■ **INSTRUCTIONS TO FOLLOW**
From the data underneath, reproduce exactly the stretch that begins at the line with "Provide one point per instance of the gnarled" and ends after the line with "Provide one point per instance of the suspension".
▬▬▬▬▬▬
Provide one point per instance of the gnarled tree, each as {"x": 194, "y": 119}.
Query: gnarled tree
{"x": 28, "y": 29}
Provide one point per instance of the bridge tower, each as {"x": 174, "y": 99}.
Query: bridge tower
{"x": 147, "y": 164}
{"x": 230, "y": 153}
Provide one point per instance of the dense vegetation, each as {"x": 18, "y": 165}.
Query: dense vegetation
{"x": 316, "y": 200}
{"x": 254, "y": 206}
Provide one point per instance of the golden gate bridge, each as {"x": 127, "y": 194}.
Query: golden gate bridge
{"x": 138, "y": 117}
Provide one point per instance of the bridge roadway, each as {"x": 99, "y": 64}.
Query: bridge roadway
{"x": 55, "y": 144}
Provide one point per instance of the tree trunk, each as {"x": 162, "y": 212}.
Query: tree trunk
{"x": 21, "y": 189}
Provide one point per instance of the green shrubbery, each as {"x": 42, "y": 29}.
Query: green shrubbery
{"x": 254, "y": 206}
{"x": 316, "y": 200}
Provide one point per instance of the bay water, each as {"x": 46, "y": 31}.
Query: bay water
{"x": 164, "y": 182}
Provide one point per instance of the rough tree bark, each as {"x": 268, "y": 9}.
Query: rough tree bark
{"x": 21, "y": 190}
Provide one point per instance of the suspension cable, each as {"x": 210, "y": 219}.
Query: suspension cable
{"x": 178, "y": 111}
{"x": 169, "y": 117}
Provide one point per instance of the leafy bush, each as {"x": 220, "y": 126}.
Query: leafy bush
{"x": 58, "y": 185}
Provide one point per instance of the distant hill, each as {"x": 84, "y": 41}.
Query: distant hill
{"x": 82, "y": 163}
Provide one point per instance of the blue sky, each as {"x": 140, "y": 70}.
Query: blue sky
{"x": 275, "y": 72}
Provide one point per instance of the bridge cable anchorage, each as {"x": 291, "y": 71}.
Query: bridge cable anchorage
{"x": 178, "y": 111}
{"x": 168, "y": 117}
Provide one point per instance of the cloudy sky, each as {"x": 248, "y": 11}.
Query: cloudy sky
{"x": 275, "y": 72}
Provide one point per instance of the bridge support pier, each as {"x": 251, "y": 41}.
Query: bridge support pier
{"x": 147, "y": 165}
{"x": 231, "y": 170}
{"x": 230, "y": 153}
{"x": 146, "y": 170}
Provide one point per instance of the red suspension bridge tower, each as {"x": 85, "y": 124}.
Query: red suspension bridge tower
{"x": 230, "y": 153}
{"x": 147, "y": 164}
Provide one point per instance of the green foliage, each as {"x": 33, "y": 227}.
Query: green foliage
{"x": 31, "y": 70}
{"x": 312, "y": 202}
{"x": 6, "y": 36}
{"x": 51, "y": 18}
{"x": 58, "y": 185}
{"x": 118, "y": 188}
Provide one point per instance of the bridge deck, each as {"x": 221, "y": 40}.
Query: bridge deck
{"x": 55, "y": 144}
▬▬▬▬▬▬
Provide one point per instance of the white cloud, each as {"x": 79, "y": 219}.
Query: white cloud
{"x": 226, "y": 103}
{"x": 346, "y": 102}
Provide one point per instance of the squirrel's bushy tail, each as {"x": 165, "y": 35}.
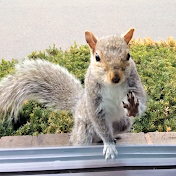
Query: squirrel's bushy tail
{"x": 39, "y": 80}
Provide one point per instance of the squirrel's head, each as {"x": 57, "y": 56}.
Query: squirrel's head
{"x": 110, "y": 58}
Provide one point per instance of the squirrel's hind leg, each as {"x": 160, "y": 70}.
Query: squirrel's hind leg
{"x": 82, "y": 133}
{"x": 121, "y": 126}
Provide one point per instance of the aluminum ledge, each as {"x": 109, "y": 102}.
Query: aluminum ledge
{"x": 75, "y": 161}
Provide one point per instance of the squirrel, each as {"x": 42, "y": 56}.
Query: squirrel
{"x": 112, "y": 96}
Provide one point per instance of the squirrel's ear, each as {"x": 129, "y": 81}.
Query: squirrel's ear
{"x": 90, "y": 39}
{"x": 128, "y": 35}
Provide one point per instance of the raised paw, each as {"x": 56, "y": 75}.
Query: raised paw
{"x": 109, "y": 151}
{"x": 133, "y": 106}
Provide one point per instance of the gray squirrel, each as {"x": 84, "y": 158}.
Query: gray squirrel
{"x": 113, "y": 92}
▬▬▬▬▬▬
■ **SOLUTION FOR THIS PROBLEM**
Provide one point per instance of the gnarled tree, each as {"x": 194, "y": 119}.
Query: gnarled tree
{"x": 28, "y": 29}
Provide one point per instance of the bridge tower, each as {"x": 174, "y": 99}.
Query: bridge tower
{"x": 147, "y": 164}
{"x": 230, "y": 153}
Provide one point per instance of the dense vegetation, each as {"x": 18, "y": 165}.
Query: dense vegetation
{"x": 316, "y": 200}
{"x": 254, "y": 206}
Provide one point per instance of the golden gate bridge, each as {"x": 127, "y": 194}.
Query: golden gate bridge
{"x": 138, "y": 117}
Provide one point per instance of the bridge roadway, each as {"x": 99, "y": 64}.
Query: bridge roadway
{"x": 55, "y": 144}
Provide one point per instance of the tree trunk, each as {"x": 162, "y": 212}.
Query: tree trunk
{"x": 21, "y": 189}
Provide one point per instance of the green shrubbery, each as {"x": 42, "y": 29}.
Query: green shrubbery
{"x": 254, "y": 206}
{"x": 316, "y": 200}
Provide one point per instance of the bay water, each as {"x": 46, "y": 31}.
Query: bay water
{"x": 164, "y": 182}
Provide one point per instance of the rough tree bark, each as {"x": 268, "y": 9}.
Query: rough tree bark
{"x": 21, "y": 190}
Provide one point per instance of the suspension cable, each as {"x": 210, "y": 219}.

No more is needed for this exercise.